▶ _Reading passage_

If there ever has been a universal literary art, that art is Shakespeare's, an art that seemed nature to his contemporaries, and that has become nature for us. If there is any mystery to Shakespeare, it is in his large usurpa tion of "nature" and of all literary art before him that, to him, seemed useful for his purposes. Ovid, Chaucer, and Marlowe fused into Shakespeare's composite precursor, as his contemporaries evidently understood. (xxix)

No matter what one makes of Bloom's overall argument, Chaucer and Shakespeare must, it seems, still be seen as the two great "fathers" of the English-language literary canon, whether we consider that fathers are a good or a bad thing depending on other criteria. The fact that no one writing today has any inclination to imitate the ways in which they wrote does not diminish their importance and influence. For Bloom, Shakespeare ranks so high that no one can avoid him, for he writes us all. For Shakespeare, Chaucer was a powerful influence. Which brings us to our topic.

Shakespeare read Chaucer. Of that there is no doubt. Two books in particular have been devoted to examining the works by Chaucer which Shakespeare read and the ways in which he under- stood them: Ann Thompson's Shakespeare's Chaucer (1978) and E. Talbot Donaldson's more poetically titled The Swan at the Well (1985). Neither is particularly striking in the way Bloom is striking. From such studies we learn that there were a number of editions of Chaucer's works available to Shakespeare, a sign of the modernity Chaucer was felt to possess in the 16th century. He may have owned Thynne's edition of 1532, that was reprinted in 1542 and 1550, or perhaps it was the new edition made by Stow in 1561. He may later have had a copy of Speght's editions, either of 1598 or of 1602, but he had certainly read Chaucer early in his career, at a very formative moment.

What did Shakespeare find in Chaucer? What particularly affected him? Surely many things, as Bloom suggests; he did not leave a diary or an autobiography to help us know. The present study will focus in particular on some ambivalent attitudes to romantic love, beginning with an incident in Chaucer's Knight's Tale that Shakespeare seems to have found of particular interest. It will be helpful to summarize the tale briefly. The Knight's Tale is a rather strange story about a love triangle, that Chaucer adapted in a much shortened form from Boccaccio's Teseida. Boccaccio had obtained the basic setting for his story from Statius's Thebais, but seems to have invented the central plot of the love of Palamon and Arcite for Emelye, in which Chaucer found a fine example of the strange ways of Fortune in the lives of people. Boccaccio claimed to be writing in order to bring pressure to bear on the cruel lady of his own desiring, a certain Filomena, about whom nothing is known. This aspect of his work is not adapted by Chaucer, naturally.

▶ _Aim_
Answer these questions using the passage on Shakespeare and Chaucer:
(a) Which three writers does the quoted passage say fused into Shakespeare's composite precursor?
(b) Which two books are named as studies of the works by Chaucer that Shakespeare read?
(c) From which work did Chaucer adapt the Knight's Tale?
You won't need the stored entries for this.

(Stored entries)
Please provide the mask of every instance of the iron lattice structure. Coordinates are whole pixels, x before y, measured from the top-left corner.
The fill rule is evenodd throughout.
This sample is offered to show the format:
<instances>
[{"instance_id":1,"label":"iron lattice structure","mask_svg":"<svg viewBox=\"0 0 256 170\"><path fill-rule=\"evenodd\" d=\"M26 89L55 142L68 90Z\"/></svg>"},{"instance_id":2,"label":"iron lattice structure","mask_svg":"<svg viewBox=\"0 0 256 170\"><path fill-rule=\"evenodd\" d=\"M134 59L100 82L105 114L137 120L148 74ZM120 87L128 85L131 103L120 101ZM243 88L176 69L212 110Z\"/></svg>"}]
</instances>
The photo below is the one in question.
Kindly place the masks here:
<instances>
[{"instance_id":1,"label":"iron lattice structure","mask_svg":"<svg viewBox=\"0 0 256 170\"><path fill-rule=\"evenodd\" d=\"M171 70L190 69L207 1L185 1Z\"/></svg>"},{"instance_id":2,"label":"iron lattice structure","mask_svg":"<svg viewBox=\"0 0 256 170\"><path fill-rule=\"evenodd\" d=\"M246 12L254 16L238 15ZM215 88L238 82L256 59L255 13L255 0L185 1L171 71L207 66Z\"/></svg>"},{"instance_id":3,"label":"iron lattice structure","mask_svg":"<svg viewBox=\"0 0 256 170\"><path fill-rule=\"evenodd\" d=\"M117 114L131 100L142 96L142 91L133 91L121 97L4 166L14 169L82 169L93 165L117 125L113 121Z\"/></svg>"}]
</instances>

▶ _Exercise answer_
(a) Ovid, Chaucer, and Marlowe.
(b) Ann Thompson's Shakespeare's Chaucer (1978) and E. Talbot Donaldson's The Swan at the Well (1985).
(c) Boccaccio's Teseida.